(Beginning of Extract provided)

Joanna Snowden Porter (February 14, 1864 – October 1, 1941) was an American clubwoman based in Chicago; she was founder and president of the Northwestern Federation of Colored Women's Clubs.

==Early life==
Joanna Cecilia Hudlin was born in Chicago, the daughter of Joseph Henry Hudlin and Anna Elizabeth Lewis Hudlin (the family name also appears as Hudlun or Hudlum). She graduated from Englewood High School before attending business college in Chicago. In 1905-1906 she was enrolled in the Institute of Social Science and Arts, which became the Chicago School of Civics and Philanthropy, and in 1920 was merged into the University of Chicago.

==Career==
Joanna Snowden Porter worked for the City of Chicago in the 1910s and 1920s, in the Recorder's Office and as a probation officer at the Juvenile Court. She was on the founding board of the Chicago Urban League in 1916, representing the Chicago Federation of Colored Women's Clubs. She was founder and president of the Northwestern Federation of Colored Women's Clubs, served on the National Speakers' Bureau with Hallie Quinn Brown, treasurer of the Phyllis Wheatley Home for Colored Girls, and part of the Colored Women's Department of the Republican National Committee. She also wrote articles for National Notes, a black women's news magazine.

==Personal life==
Joanna C. Hudlum married Samuel R. Snowden, a saloon keeper, in 1884. Their son Joseph was born in 1886. They separated in 1902. She married again, to lawyer James Hale Porter, in 1913. She died in 1941, aged 77 years.

(End of Extract provided)
(Beginning of Records shown)

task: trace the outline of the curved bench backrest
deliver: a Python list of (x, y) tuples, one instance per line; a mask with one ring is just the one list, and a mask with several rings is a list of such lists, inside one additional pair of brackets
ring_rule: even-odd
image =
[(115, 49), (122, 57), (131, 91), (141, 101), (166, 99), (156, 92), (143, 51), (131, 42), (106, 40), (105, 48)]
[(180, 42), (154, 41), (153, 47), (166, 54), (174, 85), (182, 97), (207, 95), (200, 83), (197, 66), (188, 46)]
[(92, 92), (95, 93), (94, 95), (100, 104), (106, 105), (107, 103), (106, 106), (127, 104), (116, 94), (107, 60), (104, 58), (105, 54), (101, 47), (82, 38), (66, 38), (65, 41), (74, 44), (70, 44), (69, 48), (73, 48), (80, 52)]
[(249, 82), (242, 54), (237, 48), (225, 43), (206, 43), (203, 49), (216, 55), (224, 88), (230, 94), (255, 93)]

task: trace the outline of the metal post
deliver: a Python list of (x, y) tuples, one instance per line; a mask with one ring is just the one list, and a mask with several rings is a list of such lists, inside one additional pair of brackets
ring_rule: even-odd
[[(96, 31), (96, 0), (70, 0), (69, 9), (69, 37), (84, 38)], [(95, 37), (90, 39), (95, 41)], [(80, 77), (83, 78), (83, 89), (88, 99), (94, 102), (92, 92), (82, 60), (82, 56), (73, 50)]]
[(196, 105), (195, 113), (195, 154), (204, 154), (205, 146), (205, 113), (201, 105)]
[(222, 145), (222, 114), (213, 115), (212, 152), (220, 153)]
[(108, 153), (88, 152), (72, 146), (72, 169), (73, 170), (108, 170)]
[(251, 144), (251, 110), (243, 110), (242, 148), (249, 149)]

(End of Records shown)

> What to do
a - Answer these questions from the biography of Joanna Snowden Porter:
(i) Which high school did she graduate from?
(ii) In what year was she on the founding board of the Chicago Urban League?
(iii) What was the profession of her second husband, James Hale Porter?
b - How would you sum up the Joanna Snowden Porter biography in two sentences?
c - In the Joanna Snowden Porter biography, how would you put "She married again, to lawyer James Hale Porter, in 1913." into Spanish?

> Answers by task
a -
(i) Englewood High School
(ii) 1916
(iii) Lawyer

b - Joanna Snowden Porter (1864–1941) was a Chicago-born American clubwoman who founded and led the Northwestern Federation of Colored Women's Clubs. She worked for the City of Chicago in the Recorder's Office and as a Juvenile Court probation officer, was on the founding board of the Chicago Urban League in 1916, and wrote articles for National Notes.

c - Se casó de nuevo, con el abogado James Hale Porter, en 1913.